* [Brano da leggere]:

Al contempo, via Roma, come il centro di Palermo, come l'intera città e come la Sicilia tutta, è anche "un territorio difficile, contraddittorio, composito per la sua eterogeneità morfologica e sociale, ricco di risorse, abbinate ad altrettanti vincoli e vulnerabilità"; ed è uno di quei "contesti socio-antropologici e psico-relazionali attraversati fattualmente e psicologicamente dal fenomeno mafioso" . Qui, "la mafia è parte del patchwork, non un suo frammento discreto e isolabile, ma una delle pellicole sotterranee che lo attraversano, un oscuro collante che contribuisce a creare le sagome opache di alcuni territori siciliani" .
A Palermo-centro, la presenza di Cosa Nostra è diffusa, pervasiva, riconosciuta, e tuttavia sguscia dal distratto controllo dello sguardo cittadino, mimetizzandosi con una Cultura Locale ormai pienamente intrisa, satura di essa.

* [Record]:
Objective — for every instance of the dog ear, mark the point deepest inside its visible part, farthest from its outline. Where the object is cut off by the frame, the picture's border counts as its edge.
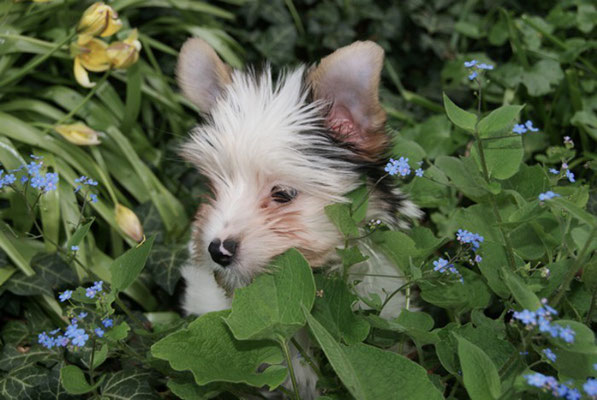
(349, 79)
(201, 74)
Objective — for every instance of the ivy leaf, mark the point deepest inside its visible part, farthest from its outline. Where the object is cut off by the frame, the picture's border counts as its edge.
(73, 380)
(164, 263)
(208, 349)
(372, 373)
(128, 384)
(333, 309)
(128, 266)
(270, 307)
(21, 383)
(461, 118)
(479, 374)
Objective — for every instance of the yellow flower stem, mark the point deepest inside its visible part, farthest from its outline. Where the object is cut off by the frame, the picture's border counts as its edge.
(34, 63)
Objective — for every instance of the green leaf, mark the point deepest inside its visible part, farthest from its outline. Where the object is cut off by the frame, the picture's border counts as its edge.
(523, 295)
(270, 307)
(128, 266)
(73, 380)
(208, 349)
(479, 374)
(130, 384)
(543, 77)
(498, 121)
(462, 119)
(333, 309)
(372, 373)
(339, 214)
(164, 264)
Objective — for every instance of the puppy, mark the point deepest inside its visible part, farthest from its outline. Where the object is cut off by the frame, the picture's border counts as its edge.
(276, 152)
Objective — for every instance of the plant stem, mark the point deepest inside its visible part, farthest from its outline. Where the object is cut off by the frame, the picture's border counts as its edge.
(574, 269)
(308, 359)
(34, 63)
(284, 346)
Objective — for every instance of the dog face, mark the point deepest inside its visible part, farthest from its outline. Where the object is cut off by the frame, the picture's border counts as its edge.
(276, 152)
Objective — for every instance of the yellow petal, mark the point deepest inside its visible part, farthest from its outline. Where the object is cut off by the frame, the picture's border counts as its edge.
(128, 221)
(99, 19)
(94, 56)
(81, 75)
(79, 134)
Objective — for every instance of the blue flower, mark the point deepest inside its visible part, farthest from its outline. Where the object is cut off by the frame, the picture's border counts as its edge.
(573, 394)
(519, 128)
(67, 294)
(537, 379)
(548, 195)
(485, 66)
(567, 334)
(527, 317)
(440, 265)
(530, 127)
(550, 355)
(464, 237)
(590, 387)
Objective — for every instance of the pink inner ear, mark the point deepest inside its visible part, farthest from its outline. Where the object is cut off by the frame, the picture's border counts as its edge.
(340, 121)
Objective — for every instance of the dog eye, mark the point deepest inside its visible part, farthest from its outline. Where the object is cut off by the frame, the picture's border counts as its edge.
(283, 195)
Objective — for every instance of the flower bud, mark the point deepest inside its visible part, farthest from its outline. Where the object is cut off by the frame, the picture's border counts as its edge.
(126, 53)
(79, 134)
(99, 19)
(128, 221)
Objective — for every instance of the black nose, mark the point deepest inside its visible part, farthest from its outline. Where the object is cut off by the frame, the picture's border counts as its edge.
(222, 253)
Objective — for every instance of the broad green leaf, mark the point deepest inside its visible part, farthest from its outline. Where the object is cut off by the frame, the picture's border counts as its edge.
(164, 263)
(370, 373)
(333, 309)
(130, 384)
(208, 349)
(523, 295)
(479, 374)
(340, 216)
(498, 121)
(128, 266)
(22, 382)
(461, 118)
(73, 380)
(270, 307)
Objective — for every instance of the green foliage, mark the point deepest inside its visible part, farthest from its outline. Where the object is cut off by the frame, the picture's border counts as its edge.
(461, 341)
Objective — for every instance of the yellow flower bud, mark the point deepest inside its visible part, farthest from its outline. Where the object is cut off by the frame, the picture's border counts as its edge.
(90, 56)
(99, 19)
(126, 53)
(79, 134)
(128, 221)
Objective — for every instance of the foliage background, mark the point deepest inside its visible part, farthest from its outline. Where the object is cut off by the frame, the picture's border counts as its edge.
(545, 57)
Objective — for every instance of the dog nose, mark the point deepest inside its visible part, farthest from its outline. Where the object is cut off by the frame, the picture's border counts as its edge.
(222, 253)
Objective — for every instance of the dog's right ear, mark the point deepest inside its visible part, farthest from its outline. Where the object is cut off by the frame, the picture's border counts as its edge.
(201, 74)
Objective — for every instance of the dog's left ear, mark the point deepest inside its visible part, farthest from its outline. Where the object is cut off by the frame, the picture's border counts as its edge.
(349, 79)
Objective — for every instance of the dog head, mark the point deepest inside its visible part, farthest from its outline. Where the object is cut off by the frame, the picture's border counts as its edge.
(277, 151)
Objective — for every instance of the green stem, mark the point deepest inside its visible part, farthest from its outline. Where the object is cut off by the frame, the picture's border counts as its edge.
(577, 265)
(34, 63)
(308, 359)
(284, 346)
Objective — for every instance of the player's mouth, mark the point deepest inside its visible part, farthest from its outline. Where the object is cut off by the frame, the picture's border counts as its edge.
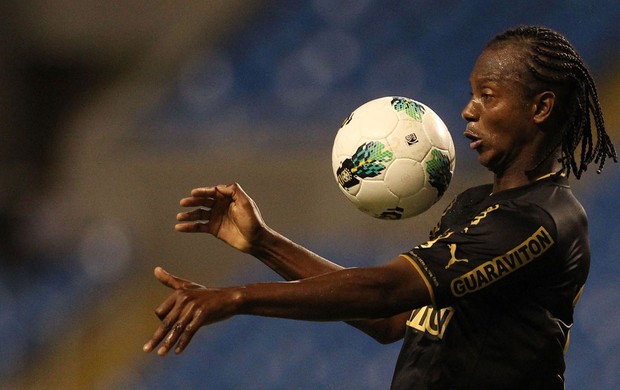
(476, 142)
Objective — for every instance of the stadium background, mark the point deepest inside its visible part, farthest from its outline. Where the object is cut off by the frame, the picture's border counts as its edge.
(112, 111)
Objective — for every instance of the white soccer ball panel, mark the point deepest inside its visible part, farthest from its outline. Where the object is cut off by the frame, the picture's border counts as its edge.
(418, 203)
(374, 198)
(393, 157)
(405, 177)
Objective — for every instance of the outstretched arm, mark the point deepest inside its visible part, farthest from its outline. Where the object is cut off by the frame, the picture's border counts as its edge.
(229, 214)
(347, 294)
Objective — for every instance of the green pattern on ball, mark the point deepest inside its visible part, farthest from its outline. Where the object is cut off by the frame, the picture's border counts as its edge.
(438, 169)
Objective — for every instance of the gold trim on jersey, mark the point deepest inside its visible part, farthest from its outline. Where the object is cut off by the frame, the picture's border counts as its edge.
(427, 282)
(495, 269)
(430, 320)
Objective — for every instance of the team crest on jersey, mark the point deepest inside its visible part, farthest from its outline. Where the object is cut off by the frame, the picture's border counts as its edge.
(431, 321)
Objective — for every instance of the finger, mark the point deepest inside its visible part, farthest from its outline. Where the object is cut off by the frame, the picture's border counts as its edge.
(165, 307)
(168, 279)
(161, 332)
(197, 201)
(177, 330)
(203, 192)
(190, 331)
(198, 227)
(194, 215)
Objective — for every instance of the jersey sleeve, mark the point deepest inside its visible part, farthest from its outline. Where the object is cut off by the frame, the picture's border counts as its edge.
(506, 243)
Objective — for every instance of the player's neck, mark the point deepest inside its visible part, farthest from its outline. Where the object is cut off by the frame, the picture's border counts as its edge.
(518, 177)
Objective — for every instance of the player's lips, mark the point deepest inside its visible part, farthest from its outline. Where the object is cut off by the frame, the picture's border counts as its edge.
(475, 140)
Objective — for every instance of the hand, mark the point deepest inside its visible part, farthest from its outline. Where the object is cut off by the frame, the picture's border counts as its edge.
(188, 308)
(226, 212)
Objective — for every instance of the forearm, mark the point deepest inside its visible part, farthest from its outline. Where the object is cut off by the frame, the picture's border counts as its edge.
(349, 294)
(288, 259)
(294, 262)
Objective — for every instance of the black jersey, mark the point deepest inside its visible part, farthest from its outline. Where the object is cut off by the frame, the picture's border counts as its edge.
(504, 271)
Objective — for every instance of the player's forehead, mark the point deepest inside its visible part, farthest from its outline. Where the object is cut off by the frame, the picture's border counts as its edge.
(501, 65)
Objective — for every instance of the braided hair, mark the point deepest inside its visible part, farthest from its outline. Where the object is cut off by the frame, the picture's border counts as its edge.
(554, 63)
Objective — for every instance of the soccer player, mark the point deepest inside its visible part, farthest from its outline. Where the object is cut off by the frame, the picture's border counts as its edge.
(488, 301)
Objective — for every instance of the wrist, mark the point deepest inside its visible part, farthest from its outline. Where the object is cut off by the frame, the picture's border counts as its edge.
(266, 239)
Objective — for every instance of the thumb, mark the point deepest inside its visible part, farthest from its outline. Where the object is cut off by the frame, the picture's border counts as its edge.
(167, 278)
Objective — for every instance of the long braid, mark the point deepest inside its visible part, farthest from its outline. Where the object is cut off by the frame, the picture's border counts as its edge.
(555, 63)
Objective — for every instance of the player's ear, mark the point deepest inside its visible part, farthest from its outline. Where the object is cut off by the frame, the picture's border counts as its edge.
(542, 107)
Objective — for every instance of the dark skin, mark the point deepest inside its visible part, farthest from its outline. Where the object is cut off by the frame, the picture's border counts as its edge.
(509, 126)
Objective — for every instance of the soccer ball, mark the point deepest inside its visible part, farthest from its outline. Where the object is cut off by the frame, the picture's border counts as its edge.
(393, 157)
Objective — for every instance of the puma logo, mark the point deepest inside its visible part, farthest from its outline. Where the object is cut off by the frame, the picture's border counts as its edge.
(453, 259)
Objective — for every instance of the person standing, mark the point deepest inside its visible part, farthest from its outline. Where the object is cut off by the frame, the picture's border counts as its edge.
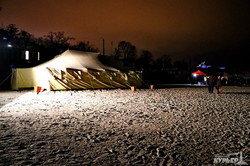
(218, 84)
(210, 83)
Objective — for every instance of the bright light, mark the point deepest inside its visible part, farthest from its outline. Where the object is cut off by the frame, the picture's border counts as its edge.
(38, 56)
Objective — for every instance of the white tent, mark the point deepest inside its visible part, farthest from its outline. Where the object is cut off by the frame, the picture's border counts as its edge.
(74, 70)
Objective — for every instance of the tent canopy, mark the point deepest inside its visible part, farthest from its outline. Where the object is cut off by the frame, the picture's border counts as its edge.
(198, 73)
(74, 70)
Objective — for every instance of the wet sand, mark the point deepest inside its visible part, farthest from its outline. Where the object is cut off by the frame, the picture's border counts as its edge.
(183, 126)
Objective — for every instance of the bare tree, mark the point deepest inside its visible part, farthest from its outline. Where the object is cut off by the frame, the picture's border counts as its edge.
(125, 51)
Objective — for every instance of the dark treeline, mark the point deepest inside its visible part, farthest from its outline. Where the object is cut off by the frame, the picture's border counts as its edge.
(14, 44)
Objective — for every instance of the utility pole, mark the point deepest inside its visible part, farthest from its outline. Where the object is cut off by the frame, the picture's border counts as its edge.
(111, 48)
(103, 46)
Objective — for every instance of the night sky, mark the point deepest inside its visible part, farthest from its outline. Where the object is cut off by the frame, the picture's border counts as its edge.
(180, 28)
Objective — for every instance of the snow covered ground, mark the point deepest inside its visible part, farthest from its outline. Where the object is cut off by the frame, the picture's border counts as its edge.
(185, 126)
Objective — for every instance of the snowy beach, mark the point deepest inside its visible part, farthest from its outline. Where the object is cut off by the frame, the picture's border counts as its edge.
(184, 126)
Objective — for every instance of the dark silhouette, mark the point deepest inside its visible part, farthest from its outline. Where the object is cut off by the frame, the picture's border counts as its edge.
(218, 84)
(210, 83)
(126, 52)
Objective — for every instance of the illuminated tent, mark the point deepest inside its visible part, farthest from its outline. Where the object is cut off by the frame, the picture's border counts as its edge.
(74, 70)
(198, 73)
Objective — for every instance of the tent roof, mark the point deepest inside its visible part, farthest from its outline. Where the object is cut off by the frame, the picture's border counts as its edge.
(198, 73)
(76, 60)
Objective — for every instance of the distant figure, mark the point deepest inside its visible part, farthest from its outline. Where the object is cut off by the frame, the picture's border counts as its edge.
(218, 84)
(210, 83)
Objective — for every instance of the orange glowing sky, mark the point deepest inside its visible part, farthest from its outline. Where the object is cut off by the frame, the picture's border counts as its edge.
(181, 27)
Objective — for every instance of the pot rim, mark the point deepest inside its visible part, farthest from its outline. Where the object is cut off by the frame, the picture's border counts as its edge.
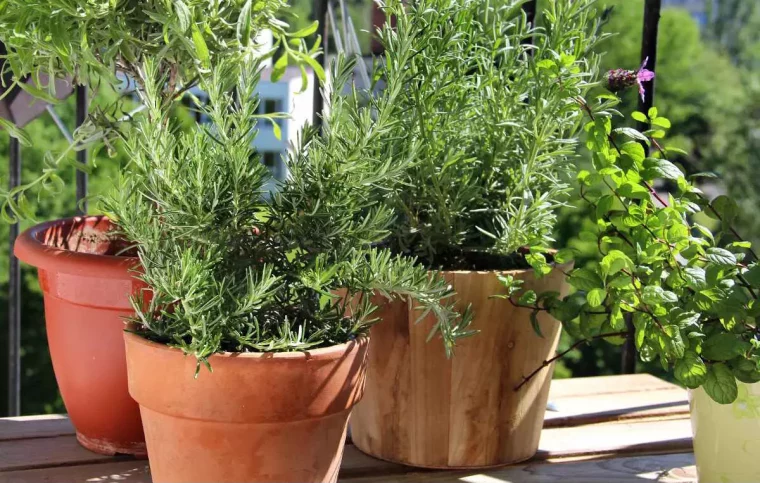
(29, 248)
(324, 353)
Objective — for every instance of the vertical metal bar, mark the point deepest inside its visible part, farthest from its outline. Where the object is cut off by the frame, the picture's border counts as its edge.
(649, 50)
(320, 14)
(82, 108)
(14, 295)
(649, 55)
(530, 8)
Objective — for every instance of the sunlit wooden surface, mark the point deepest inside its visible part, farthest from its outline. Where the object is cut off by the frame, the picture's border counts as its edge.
(617, 428)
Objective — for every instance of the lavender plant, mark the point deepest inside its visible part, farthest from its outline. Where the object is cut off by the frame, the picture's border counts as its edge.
(492, 132)
(108, 41)
(692, 294)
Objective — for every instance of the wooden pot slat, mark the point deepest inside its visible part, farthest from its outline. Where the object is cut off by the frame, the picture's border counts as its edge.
(424, 409)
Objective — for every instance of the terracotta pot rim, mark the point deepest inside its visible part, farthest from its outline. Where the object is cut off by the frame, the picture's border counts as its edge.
(324, 353)
(30, 249)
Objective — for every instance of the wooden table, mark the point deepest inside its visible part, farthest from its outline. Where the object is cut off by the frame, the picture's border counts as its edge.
(605, 429)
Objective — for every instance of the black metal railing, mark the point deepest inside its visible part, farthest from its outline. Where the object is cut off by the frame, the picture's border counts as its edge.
(628, 364)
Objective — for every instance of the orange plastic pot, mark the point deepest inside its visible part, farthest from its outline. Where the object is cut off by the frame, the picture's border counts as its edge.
(256, 417)
(86, 288)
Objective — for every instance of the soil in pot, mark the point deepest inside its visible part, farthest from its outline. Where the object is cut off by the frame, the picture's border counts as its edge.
(422, 409)
(86, 280)
(254, 418)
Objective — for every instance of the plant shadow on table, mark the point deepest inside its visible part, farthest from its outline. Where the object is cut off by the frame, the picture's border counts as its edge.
(670, 468)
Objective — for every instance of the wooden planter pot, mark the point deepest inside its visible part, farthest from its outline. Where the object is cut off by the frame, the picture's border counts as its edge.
(422, 409)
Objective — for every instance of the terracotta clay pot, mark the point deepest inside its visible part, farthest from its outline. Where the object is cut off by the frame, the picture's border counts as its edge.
(86, 289)
(254, 418)
(422, 409)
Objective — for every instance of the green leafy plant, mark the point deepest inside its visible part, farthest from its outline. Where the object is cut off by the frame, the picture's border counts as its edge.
(108, 41)
(492, 132)
(231, 270)
(691, 295)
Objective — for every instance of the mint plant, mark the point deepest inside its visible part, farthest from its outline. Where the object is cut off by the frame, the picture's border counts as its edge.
(691, 294)
(491, 131)
(108, 41)
(232, 270)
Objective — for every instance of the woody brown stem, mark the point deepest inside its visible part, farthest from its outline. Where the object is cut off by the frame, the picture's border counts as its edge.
(562, 354)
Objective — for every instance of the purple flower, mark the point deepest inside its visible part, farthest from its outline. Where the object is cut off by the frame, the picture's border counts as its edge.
(620, 79)
(643, 75)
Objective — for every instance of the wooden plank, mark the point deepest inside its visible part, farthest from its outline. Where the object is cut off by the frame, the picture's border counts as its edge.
(652, 436)
(592, 386)
(109, 472)
(35, 427)
(640, 437)
(580, 401)
(45, 452)
(673, 468)
(578, 410)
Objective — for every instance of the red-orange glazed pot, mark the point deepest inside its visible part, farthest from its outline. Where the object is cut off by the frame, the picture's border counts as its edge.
(258, 417)
(86, 288)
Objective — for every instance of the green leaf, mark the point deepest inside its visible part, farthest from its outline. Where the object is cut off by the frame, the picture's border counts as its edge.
(596, 297)
(634, 191)
(694, 277)
(16, 132)
(656, 295)
(244, 24)
(545, 64)
(753, 275)
(634, 150)
(314, 65)
(201, 49)
(564, 256)
(568, 308)
(276, 129)
(662, 168)
(746, 371)
(685, 319)
(720, 384)
(691, 371)
(639, 116)
(725, 207)
(723, 347)
(38, 93)
(585, 279)
(661, 122)
(280, 67)
(720, 257)
(591, 324)
(631, 133)
(184, 17)
(534, 323)
(615, 261)
(306, 31)
(528, 298)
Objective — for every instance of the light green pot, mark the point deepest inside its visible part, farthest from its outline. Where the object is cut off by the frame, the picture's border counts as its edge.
(727, 437)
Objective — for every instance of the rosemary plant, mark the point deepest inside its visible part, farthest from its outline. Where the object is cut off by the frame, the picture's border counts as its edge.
(230, 270)
(492, 131)
(97, 41)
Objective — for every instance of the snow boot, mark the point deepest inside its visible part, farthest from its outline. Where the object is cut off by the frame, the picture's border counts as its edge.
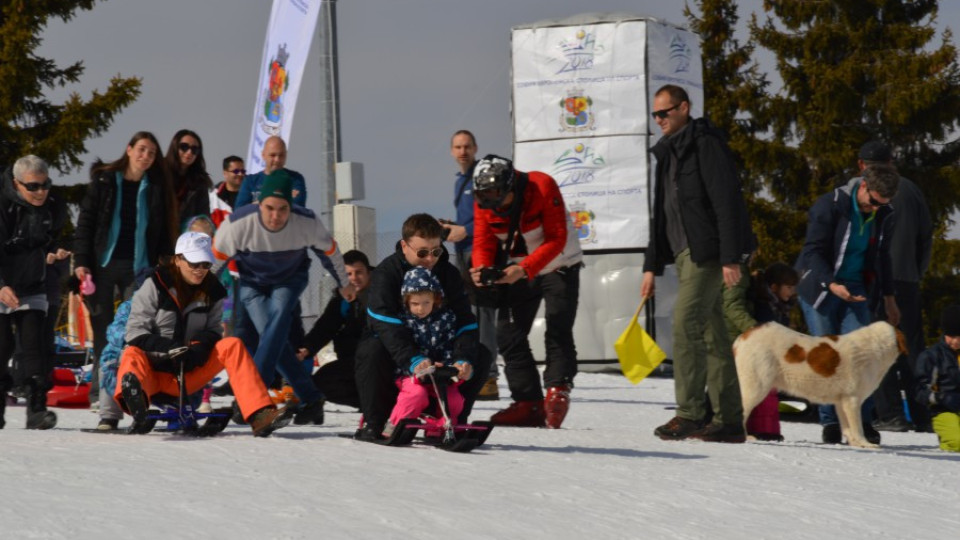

* [Esercizio proposto A]:
Nel brano su Cosa Nostra a Palermo, elenca gli aggettivi con cui viene descritta la presenza di Cosa Nostra a Palermo-centro.
* [Esercizio proposto B]:
Riprendi il brano sulla mafia a Palermo e continualo a partire dall'ultima frase riportata.
I record non hanno alcun legame con il brano.

* [Risposta A]:
diffusa, pervasiva, riconosciuta

* [Risposta B]:
Non è una mafia rumorosa; è una mafia sottotono, incistata nelle nostre identità sociali come un frammento qualsiasi delle quotidiane storie palermitane e che pertanto può esser facilmente ignorata, negata, bypassata. E' una mafia che incapsula tacitamente ogni luogo mondano e mentale. Una mafia che sovverte le regole del gioco, l'appartenenza, il rapporto con l'Altro, che rende insano il convivere, trasformandolo in "localismi chiusi e mitici" , in modalità utilitaristiche dell'essere-con-l'altro, in familismo, in assistenzialismo, in collusività clientelare, in paranoia, in depressione, in omertà-sudditanza-prepotenza-furbizia-diffidenza, in tutto il trafficare e depredare che, purtroppo, ben conosciamo.Questo "ricco" "affresco di parole" connota un contesto in cui non è irrealistico incontrare quotidianamente faccendieri "a disposizione", modus operandi improntati al sistema clientelare obbligo-favore e onnipresenti punti di contatto con una psiche mafiosa fattualmente "incarnata" nel territorio, in cui "il 'fondamentalismo' psichico mafioso, come lo abbiamo chiamato, prospera e domina in maniera totalitaria" .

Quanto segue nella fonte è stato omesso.